## Input for this task

━━━━━━

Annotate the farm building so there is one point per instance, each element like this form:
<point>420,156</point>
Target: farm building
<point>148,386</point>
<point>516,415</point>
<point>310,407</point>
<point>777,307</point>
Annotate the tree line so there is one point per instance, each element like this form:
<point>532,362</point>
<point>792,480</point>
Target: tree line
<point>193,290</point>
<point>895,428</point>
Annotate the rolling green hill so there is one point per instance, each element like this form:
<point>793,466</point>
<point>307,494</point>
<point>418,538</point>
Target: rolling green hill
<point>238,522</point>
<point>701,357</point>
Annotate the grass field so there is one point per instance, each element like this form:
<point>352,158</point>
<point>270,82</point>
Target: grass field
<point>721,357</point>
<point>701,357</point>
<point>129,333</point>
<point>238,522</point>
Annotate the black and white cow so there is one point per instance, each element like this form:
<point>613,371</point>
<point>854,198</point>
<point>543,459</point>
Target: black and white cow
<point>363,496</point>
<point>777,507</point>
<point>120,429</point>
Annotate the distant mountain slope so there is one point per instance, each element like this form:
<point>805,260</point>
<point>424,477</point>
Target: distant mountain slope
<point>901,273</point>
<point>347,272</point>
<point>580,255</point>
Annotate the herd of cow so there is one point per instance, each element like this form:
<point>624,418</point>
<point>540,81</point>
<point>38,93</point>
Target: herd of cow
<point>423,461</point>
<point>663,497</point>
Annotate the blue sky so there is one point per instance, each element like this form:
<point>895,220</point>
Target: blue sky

━━━━━━

## Problem requirements
Reproduce the listing above in full, switching every occurrence of "Annotate" to "Mark" and leaving everything else unchanged.

## Answer to this task
Mark the farm building so there is one point per instance, each element like this form:
<point>420,156</point>
Target: farm building
<point>148,386</point>
<point>516,415</point>
<point>310,407</point>
<point>777,307</point>
Mark the tree line so there is one point per instance, each element like this form:
<point>532,362</point>
<point>792,480</point>
Target: tree line
<point>193,290</point>
<point>895,428</point>
Mark the rolling green hill so there is one point per instance, each element like this form:
<point>793,466</point>
<point>307,494</point>
<point>418,538</point>
Target: rolling green hill
<point>238,522</point>
<point>701,357</point>
Mark the grass field so there is one point per instance, each element like this form:
<point>352,158</point>
<point>270,82</point>
Target: grass field
<point>721,357</point>
<point>701,357</point>
<point>129,333</point>
<point>238,522</point>
Mark the black and white cow so there is one point per instance, each element like this form:
<point>613,371</point>
<point>854,198</point>
<point>543,459</point>
Target: black and white cow
<point>363,496</point>
<point>777,507</point>
<point>120,429</point>
Mark the distant mountain slope so there is one point per instance, each element like this form:
<point>805,260</point>
<point>424,477</point>
Target: distant mountain slope
<point>901,273</point>
<point>347,272</point>
<point>580,255</point>
Mark the herd of cow so there is one point per instance, each element like this form:
<point>624,418</point>
<point>540,81</point>
<point>38,93</point>
Target: herd of cow
<point>423,461</point>
<point>663,497</point>
Mark the blue sky so there is one point per instance, each element like this form:
<point>895,220</point>
Target: blue sky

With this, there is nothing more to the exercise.